Bologna, 5 gen. – “Chi non trova aiuto arriva a pensare l’unico modo per uscire dalla violenza è uccidere o essere uccise“. E’ questa l’amara riflessione di Angela Romanin della Casa delle Donne per non subire violenza di fronte all’omicidio di via Panigale, dove una donna ha ucciso il marito. “Stavolta mi sono ribellata” ha detto Rosangela Pireddu, 70 anni, ai Carabinieri, raccontando anni di violenze domestiche subite e mai denunciate.
Dopo aver colpito l’uomo con un vaso di cristallo ha infierito sul corpo con un coltello e con forbici, provocandogli profonde ferite nella testa. Probabilmente si tratta delle stesse forbici con cui il 68enne Roberto Belletti aveva ferito alcuni giorni fa la moglie ad un gomito durante una discussione. Gli investigatori hanno infatti trovato un referto medico in cui Piredda ha dichiarato ai sanitari che l’avevano soccorsa di essere stata ferita proprio durante un diverbio. Il clima in casa era particolarmente teso e la coppia viveva da anni da separata in casa. La donna dormiva infatti in un’altra stanza, dove durante la notte si chiudeva dentro con le chiavi ed anche con un lucchetto.

§ Esercizi da svolgere
**1.** Nell'articolo sull'omicidio di via Panigale, che cosa porta qualcuno, secondo Angela Romanin, a pensare che l'unico modo per uscire dalla violenza sia uccidere o essere uccise? Rispondi in una o due frasi.
**2.** Trascrivi dall'articolo sull'omicidio di via Panigale il passo compreso tra "Bologna, 5 gen." e "e mai denunciate.", estremi inclusi.
Le righe non hanno alcun legame con l'articolo.

§ Righe fornite
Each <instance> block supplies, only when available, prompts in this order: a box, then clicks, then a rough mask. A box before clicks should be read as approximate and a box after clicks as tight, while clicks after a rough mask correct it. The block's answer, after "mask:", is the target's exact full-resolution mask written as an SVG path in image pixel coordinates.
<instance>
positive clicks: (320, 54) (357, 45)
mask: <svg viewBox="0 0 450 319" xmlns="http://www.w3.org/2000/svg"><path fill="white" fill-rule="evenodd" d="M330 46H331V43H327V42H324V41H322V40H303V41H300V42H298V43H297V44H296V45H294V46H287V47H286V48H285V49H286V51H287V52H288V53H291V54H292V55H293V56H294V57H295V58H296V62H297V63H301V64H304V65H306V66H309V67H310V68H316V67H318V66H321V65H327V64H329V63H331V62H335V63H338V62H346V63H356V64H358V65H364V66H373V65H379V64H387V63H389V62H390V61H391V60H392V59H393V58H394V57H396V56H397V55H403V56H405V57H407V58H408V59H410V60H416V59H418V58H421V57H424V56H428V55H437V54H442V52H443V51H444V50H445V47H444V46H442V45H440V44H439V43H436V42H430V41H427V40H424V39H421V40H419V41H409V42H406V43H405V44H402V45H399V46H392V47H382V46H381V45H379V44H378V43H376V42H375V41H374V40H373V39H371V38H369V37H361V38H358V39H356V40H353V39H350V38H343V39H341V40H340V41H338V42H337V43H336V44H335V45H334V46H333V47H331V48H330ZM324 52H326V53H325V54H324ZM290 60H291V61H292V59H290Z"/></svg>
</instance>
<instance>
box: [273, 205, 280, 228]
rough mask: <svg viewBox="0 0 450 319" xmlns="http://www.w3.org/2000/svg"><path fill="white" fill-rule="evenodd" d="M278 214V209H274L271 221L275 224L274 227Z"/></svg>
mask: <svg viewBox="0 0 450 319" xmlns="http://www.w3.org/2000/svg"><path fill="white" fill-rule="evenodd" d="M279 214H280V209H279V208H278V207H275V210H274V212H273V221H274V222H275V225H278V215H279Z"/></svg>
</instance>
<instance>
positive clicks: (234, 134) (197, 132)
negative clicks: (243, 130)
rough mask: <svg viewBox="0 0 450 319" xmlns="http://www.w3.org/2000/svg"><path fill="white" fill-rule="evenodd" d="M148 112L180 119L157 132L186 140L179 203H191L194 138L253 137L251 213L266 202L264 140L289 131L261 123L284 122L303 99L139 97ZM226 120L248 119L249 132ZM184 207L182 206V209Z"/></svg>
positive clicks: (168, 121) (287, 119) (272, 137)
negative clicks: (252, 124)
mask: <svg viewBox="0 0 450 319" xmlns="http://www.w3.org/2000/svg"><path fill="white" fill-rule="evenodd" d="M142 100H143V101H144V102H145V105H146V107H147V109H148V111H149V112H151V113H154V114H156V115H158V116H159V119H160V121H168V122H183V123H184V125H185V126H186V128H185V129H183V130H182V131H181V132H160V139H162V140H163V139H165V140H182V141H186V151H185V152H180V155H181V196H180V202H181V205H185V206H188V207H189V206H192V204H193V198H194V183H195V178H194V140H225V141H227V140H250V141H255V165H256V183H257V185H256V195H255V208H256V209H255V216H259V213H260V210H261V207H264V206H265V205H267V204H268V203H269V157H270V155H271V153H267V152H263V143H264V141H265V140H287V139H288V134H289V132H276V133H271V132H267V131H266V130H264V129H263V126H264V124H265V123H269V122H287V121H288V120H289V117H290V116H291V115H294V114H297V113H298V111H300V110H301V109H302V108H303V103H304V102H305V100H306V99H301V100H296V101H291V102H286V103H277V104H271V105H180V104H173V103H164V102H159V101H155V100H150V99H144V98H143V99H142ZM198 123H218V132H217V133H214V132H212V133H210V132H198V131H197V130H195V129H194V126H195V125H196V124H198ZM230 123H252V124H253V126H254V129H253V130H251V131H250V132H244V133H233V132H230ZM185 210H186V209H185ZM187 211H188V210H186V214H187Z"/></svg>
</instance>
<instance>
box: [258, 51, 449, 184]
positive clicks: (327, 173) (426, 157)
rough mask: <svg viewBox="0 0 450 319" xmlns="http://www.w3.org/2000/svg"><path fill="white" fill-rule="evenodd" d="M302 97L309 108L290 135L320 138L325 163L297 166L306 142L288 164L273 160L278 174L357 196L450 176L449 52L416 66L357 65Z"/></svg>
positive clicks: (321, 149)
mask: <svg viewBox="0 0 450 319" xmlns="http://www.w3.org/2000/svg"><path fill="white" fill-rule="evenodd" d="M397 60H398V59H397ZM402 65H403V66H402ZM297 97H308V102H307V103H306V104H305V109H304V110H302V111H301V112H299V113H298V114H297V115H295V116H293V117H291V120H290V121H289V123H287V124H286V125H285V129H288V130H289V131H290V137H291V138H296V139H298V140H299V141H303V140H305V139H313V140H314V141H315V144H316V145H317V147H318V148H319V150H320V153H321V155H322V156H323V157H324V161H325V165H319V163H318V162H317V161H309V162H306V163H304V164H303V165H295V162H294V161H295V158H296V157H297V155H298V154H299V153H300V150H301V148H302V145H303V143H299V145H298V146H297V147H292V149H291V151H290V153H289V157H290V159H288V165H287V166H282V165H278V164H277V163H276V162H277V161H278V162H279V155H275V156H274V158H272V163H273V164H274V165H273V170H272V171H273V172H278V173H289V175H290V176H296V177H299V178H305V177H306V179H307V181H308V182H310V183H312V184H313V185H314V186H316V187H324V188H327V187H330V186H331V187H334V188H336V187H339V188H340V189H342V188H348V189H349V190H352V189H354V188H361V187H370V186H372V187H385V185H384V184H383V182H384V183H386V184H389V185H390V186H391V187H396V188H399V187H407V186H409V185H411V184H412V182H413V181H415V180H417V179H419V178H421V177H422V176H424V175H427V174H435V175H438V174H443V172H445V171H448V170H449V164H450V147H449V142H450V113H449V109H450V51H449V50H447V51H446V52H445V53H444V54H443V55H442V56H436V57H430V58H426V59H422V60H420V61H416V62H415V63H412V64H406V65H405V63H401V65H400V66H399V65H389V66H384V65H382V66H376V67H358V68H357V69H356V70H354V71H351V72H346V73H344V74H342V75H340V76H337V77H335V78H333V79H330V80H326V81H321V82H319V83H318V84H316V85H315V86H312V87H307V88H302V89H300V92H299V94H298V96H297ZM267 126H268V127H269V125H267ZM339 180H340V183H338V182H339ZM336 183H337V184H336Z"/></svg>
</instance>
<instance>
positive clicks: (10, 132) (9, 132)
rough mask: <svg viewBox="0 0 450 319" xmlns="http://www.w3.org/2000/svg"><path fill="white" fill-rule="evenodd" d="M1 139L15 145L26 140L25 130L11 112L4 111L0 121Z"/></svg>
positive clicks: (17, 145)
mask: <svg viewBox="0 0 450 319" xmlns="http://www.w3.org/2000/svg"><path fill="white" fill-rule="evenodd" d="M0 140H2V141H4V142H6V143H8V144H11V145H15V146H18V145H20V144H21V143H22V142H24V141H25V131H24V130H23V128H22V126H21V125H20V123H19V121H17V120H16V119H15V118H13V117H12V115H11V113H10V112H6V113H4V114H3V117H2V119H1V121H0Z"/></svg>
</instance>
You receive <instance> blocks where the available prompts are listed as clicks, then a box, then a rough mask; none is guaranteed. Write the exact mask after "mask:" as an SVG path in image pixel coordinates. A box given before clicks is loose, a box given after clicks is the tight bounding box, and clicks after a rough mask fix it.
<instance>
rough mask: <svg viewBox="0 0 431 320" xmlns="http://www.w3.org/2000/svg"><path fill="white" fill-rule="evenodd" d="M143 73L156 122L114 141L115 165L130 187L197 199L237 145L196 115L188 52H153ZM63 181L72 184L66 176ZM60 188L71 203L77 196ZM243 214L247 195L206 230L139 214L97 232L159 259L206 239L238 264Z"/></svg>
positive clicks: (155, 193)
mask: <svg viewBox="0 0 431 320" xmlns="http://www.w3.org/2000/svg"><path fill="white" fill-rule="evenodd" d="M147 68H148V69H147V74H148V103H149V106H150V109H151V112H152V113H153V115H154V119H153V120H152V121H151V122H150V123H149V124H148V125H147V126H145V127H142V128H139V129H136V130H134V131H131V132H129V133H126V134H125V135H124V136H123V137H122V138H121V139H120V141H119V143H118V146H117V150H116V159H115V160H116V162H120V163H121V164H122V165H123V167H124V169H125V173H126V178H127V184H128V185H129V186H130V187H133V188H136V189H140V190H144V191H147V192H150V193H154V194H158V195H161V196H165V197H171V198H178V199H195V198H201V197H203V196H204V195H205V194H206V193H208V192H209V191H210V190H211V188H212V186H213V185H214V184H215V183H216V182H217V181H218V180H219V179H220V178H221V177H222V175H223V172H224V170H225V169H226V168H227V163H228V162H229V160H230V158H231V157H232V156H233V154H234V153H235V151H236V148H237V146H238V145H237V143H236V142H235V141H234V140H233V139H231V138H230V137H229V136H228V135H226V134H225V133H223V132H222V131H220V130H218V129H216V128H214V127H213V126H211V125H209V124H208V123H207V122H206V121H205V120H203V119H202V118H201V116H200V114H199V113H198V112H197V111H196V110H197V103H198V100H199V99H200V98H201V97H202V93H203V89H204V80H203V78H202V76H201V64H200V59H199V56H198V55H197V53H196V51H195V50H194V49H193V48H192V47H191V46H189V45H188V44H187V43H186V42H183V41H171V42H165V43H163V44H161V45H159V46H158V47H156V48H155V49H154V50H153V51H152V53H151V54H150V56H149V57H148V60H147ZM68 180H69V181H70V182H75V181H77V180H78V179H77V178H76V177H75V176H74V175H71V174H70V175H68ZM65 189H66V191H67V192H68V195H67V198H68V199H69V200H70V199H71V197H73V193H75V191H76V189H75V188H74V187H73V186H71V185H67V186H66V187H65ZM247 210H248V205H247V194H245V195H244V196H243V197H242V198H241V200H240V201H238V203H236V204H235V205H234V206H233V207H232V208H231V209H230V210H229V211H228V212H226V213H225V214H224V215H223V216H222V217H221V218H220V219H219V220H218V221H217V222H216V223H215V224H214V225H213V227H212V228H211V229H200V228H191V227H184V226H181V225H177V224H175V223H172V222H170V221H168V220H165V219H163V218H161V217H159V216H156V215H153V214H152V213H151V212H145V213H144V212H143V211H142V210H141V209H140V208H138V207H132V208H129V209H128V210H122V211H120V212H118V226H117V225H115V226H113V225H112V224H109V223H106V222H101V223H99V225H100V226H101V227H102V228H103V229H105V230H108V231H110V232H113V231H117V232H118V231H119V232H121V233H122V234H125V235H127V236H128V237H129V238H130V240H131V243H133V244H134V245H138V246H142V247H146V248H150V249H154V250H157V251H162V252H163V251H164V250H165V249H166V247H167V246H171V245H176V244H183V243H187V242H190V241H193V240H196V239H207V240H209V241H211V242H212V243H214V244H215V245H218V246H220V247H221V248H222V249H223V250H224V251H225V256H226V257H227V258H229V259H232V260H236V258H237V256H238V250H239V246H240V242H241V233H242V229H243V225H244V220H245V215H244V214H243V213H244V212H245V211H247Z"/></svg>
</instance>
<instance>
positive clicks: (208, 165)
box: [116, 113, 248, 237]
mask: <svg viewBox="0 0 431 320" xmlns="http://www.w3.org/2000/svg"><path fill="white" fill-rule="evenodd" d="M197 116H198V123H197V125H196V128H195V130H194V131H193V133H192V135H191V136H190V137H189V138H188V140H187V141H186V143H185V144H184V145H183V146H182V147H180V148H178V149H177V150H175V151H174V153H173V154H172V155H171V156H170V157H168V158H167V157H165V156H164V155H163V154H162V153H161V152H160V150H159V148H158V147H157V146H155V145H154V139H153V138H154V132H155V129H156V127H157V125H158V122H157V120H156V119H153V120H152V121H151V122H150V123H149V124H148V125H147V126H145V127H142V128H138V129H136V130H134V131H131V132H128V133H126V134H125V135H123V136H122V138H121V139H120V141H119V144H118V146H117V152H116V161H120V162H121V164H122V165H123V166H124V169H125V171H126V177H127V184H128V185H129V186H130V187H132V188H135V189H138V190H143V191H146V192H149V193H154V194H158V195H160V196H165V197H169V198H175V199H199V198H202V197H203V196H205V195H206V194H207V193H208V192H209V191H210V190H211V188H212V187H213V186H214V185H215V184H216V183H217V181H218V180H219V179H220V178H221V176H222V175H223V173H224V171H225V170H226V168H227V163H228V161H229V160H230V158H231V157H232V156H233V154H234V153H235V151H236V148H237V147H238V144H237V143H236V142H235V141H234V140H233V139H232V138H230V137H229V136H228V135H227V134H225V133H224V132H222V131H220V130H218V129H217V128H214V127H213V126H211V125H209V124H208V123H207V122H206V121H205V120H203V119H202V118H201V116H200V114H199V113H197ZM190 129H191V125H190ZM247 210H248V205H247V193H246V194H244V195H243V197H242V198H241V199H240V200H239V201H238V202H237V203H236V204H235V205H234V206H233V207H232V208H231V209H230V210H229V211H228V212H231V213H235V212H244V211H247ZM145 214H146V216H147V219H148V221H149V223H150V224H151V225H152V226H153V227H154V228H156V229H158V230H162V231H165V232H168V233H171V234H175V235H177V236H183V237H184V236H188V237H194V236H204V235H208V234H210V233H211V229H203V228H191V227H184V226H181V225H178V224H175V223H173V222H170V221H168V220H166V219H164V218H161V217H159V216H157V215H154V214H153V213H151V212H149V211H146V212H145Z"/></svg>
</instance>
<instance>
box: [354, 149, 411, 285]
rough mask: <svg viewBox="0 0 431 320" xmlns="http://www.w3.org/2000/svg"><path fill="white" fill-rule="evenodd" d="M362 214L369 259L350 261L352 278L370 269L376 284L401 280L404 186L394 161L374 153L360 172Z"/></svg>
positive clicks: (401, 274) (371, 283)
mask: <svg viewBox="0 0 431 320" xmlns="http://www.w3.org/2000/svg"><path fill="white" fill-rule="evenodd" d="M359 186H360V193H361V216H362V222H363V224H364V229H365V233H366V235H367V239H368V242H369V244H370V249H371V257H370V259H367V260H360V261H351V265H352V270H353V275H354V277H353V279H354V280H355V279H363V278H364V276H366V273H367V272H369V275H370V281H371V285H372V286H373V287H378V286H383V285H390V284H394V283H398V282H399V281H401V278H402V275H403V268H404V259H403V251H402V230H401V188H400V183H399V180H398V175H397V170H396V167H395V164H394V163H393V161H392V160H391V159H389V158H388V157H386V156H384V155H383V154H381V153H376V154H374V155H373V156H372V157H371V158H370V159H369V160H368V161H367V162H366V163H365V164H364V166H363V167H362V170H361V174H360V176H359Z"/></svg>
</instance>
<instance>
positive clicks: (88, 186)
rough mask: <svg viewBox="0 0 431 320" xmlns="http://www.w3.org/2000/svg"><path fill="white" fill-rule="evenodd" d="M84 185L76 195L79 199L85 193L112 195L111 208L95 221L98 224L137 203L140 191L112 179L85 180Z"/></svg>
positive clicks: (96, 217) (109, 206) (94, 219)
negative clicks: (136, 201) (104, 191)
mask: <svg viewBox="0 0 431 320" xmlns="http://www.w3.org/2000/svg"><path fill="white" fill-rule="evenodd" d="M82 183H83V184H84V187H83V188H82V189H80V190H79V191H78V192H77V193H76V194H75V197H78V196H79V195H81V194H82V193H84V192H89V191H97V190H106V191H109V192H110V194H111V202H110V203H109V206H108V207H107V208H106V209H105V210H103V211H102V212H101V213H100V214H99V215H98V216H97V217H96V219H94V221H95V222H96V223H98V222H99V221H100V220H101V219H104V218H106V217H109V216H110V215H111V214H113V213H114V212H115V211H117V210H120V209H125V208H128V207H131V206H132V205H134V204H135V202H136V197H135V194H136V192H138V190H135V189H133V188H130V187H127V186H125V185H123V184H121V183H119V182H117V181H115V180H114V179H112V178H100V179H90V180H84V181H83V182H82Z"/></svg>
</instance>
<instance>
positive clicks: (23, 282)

§ Risposte agli esercizi
**1.** Secondo Angela Romanin della Casa delle Donne per non subire violenza, ci si arriva quando non si trova aiuto.

**2.**
Bologna, 5 gen. – “Chi non trova aiuto arriva a pensare l’unico modo per uscire dalla violenza è uccidere o essere uccise“. E’ questa l’amara riflessione di Angela Romanin della Casa delle Donne per non subire violenza di fronte all’omicidio di via Panigale, dove una donna ha ucciso il marito. “Stavolta mi sono ribellata” ha detto Rosangela Pireddu, 70 anni, ai Carabinieri, raccontando anni di violenze domestiche subite e mai denunciate.